◆ Exercise directions ◆
Repeat the following lines exactly and nothing else: the line containing "Pick out every instance of the wooden bench" and each line after it through the end of the listing.

◆ Records supplied ◆
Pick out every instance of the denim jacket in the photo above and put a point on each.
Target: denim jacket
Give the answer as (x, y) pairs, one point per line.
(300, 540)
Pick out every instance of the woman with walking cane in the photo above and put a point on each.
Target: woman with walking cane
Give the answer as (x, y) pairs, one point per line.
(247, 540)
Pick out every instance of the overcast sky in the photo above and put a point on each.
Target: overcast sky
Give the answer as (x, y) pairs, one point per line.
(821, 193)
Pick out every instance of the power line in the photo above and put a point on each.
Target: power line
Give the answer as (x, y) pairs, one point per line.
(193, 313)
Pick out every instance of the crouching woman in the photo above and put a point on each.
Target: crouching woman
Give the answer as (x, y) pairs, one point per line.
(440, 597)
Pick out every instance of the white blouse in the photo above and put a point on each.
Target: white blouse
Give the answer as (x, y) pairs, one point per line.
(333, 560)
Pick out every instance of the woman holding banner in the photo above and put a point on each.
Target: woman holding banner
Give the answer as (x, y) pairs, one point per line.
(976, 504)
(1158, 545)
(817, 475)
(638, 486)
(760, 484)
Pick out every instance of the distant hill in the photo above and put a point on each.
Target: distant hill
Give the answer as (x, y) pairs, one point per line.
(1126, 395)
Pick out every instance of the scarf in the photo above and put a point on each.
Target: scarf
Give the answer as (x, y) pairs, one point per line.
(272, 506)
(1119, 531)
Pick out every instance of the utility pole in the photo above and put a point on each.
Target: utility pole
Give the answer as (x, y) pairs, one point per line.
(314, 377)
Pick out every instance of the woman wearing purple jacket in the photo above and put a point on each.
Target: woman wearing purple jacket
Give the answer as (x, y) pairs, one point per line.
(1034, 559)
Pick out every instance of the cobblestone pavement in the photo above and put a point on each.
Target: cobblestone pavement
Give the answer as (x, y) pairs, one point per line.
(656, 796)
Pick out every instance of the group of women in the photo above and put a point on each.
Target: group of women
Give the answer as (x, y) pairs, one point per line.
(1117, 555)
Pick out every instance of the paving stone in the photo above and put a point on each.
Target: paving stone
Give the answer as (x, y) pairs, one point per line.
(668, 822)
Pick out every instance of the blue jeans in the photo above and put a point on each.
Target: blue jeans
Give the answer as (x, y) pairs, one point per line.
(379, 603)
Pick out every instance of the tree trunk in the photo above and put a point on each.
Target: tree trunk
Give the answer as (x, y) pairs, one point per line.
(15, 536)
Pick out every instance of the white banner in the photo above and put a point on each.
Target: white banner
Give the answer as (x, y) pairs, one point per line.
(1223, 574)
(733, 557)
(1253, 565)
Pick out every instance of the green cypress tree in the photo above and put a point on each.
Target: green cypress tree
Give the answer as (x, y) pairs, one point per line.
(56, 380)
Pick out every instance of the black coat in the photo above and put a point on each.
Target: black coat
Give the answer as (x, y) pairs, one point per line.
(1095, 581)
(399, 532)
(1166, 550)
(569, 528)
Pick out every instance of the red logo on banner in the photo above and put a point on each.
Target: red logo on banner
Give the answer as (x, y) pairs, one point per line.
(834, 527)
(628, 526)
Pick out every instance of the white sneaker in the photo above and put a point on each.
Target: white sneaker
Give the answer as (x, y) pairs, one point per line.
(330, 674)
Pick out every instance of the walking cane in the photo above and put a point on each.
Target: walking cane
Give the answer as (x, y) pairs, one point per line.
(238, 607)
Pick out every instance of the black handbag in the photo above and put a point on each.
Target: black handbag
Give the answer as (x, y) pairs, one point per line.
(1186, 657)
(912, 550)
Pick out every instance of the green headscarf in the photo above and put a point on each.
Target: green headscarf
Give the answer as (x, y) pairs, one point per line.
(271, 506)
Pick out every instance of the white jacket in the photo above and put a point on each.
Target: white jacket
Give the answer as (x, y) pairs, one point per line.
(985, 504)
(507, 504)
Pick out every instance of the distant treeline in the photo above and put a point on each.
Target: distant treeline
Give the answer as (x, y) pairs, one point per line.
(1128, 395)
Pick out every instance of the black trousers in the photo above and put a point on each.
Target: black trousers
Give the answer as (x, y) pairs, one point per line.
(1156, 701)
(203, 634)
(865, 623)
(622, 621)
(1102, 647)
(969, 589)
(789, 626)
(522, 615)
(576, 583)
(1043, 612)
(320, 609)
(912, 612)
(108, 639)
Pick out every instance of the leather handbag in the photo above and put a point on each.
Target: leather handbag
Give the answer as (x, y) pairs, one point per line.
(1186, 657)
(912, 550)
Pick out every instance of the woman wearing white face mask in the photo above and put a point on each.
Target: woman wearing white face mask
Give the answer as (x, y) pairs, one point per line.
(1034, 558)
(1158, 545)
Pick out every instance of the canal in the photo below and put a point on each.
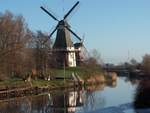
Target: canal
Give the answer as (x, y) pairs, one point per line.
(115, 97)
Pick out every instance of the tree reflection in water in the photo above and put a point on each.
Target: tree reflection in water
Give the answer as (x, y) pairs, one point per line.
(63, 101)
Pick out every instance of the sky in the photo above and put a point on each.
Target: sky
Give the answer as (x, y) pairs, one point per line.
(118, 29)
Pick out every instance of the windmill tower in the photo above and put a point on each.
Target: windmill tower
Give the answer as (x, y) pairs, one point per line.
(63, 48)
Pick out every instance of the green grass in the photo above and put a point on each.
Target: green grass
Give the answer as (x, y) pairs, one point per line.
(83, 72)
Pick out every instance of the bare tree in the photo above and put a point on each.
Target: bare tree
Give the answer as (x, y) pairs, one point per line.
(13, 37)
(42, 53)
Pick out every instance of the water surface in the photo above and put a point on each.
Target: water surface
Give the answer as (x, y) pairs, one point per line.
(116, 97)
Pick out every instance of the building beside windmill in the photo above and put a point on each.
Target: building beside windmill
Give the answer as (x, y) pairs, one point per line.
(64, 50)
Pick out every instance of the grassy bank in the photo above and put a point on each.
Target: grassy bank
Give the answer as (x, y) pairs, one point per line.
(83, 72)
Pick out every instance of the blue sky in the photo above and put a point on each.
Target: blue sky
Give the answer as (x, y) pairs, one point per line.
(116, 28)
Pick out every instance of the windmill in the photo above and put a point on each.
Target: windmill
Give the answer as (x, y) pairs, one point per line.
(64, 49)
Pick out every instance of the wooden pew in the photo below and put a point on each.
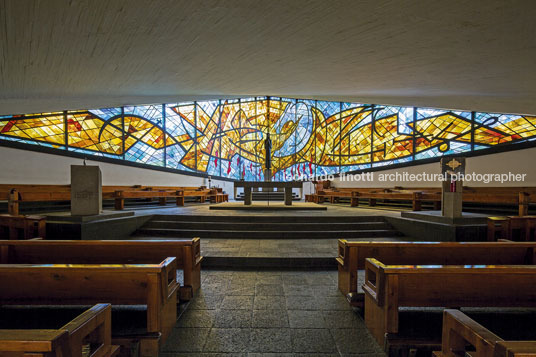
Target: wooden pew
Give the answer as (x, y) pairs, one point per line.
(186, 251)
(25, 227)
(89, 332)
(120, 196)
(352, 255)
(15, 197)
(388, 287)
(16, 193)
(520, 196)
(504, 228)
(459, 330)
(416, 197)
(153, 285)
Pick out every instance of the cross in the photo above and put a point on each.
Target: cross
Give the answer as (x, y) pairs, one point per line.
(453, 164)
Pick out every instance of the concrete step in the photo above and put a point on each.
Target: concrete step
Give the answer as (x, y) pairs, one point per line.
(256, 234)
(251, 218)
(280, 263)
(268, 226)
(265, 196)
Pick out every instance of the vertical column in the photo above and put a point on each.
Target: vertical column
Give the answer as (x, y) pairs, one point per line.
(247, 195)
(451, 197)
(288, 195)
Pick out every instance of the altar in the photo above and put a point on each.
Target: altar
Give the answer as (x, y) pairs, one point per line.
(249, 185)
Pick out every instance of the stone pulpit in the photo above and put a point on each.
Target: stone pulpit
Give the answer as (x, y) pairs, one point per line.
(86, 190)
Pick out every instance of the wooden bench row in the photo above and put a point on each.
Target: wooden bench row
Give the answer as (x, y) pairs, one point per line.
(513, 196)
(389, 287)
(15, 194)
(433, 274)
(22, 227)
(89, 334)
(116, 272)
(520, 228)
(352, 255)
(462, 336)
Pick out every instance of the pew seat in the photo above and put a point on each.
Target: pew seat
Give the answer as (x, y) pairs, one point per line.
(151, 285)
(352, 255)
(120, 197)
(519, 228)
(22, 227)
(88, 334)
(463, 336)
(186, 251)
(389, 287)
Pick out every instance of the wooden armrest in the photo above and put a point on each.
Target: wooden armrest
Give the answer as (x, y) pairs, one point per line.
(343, 252)
(374, 276)
(169, 277)
(93, 328)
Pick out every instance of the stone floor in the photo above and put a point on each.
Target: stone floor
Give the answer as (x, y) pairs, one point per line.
(204, 209)
(272, 248)
(272, 313)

◆ Solution to the exercise ◆
Pick out every instance of the wooden bench row in the photo above and put a point on each.
Target: wooden bench row
Give the answer as (x, y) pairs, one point per line.
(513, 196)
(389, 287)
(15, 194)
(433, 274)
(22, 227)
(89, 334)
(116, 272)
(520, 228)
(352, 255)
(462, 336)
Pick out every instance of the pew seat in the photo above and put a point on each.
Target: pew seat
Give the answer as (x, y) pairs, one point per line.
(151, 285)
(352, 255)
(120, 197)
(519, 228)
(22, 227)
(88, 334)
(463, 336)
(186, 251)
(389, 287)
Pick out every instance of the wooden armrest in the photo above and put a point on each.
Target: wooden armrest
Give the answer as (x, y) pairs, one point per line.
(343, 252)
(374, 276)
(169, 277)
(93, 328)
Pick out every instance of the stone floor in the photo above and put a point on each.
Target: stone floor
Give the answer as (x, y) pairs, one point per line.
(204, 209)
(272, 248)
(272, 313)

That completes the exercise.